• **EXCERPT PROVIDED**

--- Start ---

Hannah Fitz's sculptures are representational misdirections of assumed appearance. Made in series these shapes build an alternative and interior language between overly represented forms. Seemingly caught up in the sort of intentions you find in 2D image making, the sculptures trip over the line where an image meets its surroundings. The works found in L’Esprit are part of a series—the rest of How I Finally Lost My Heart can be seen online at L21 in Mallorca (ES).

--- End ---

• **Location identification material**

--- Start ---

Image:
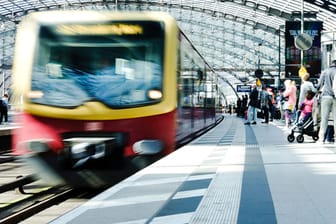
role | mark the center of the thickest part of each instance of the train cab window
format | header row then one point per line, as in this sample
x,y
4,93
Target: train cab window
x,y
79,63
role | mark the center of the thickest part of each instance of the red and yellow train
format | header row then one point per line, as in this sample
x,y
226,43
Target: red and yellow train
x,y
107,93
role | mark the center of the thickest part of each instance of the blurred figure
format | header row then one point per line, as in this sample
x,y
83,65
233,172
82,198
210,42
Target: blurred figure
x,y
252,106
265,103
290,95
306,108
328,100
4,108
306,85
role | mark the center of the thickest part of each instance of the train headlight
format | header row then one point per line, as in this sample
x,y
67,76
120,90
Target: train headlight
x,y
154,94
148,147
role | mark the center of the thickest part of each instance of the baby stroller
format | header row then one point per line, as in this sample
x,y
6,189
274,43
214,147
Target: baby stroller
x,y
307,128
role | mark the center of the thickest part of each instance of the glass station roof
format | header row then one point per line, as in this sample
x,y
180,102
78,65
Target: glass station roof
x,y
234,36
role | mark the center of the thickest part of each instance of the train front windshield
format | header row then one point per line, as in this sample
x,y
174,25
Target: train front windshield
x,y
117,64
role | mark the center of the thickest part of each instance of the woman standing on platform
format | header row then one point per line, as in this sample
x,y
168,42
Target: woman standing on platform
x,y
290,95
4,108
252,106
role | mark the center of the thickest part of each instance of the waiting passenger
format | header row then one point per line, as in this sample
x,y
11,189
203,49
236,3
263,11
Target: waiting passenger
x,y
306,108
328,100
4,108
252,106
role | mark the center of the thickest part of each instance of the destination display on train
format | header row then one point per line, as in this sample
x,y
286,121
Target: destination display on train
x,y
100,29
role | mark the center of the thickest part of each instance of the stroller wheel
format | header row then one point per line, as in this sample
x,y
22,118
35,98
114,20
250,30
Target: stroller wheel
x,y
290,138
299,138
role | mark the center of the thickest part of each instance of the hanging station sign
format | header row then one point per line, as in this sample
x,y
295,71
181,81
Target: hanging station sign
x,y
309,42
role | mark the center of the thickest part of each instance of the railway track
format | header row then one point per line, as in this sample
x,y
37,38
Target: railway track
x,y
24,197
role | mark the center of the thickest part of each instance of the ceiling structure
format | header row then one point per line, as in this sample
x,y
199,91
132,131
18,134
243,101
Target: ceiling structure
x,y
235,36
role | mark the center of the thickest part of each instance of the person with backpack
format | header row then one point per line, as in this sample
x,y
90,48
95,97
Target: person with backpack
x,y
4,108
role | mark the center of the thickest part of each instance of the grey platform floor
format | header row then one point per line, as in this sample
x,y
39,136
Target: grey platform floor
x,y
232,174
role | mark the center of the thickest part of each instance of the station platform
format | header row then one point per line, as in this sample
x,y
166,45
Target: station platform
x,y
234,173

--- End ---
--- Start ---

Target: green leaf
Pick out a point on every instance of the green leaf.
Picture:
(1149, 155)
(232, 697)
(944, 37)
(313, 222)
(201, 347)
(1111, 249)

--- End ---

• **PROBLEMS TO SOLVE**
(1) In the passage on Hannah Fitz's sculptures, reproduce word for word the part from "Hannah Fitz's sculptures" to "in Mallorca (ES).".
(2) Answer these questions from the passage on Hannah Fitz's sculptures.
(a) What line do the sculptures trip over?
(b) Of which series are the works found in L’Esprit a part?
(c) Where can the rest of that series be seen online?
This material has no connection to the passage on Hannah Fitz's sculptures.

• **SOLUTIONS TO THE PROBLEMS**
(1)
Hannah Fitz's sculptures are representational misdirections of assumed appearance. Made in series these shapes build an alternative and interior language between overly represented forms. Seemingly caught up in the sort of intentions you find in 2D image making, the sculptures trip over the line where an image meets its surroundings. The works found in L’Esprit are part of a series—the rest of How I Finally Lost My Heart can be seen online at L21 in Mallorca (ES).

(2)
(a) The line where an image meets its surroundings.
(b) How I Finally Lost My Heart.
(c) At L21 in Mallorca (ES).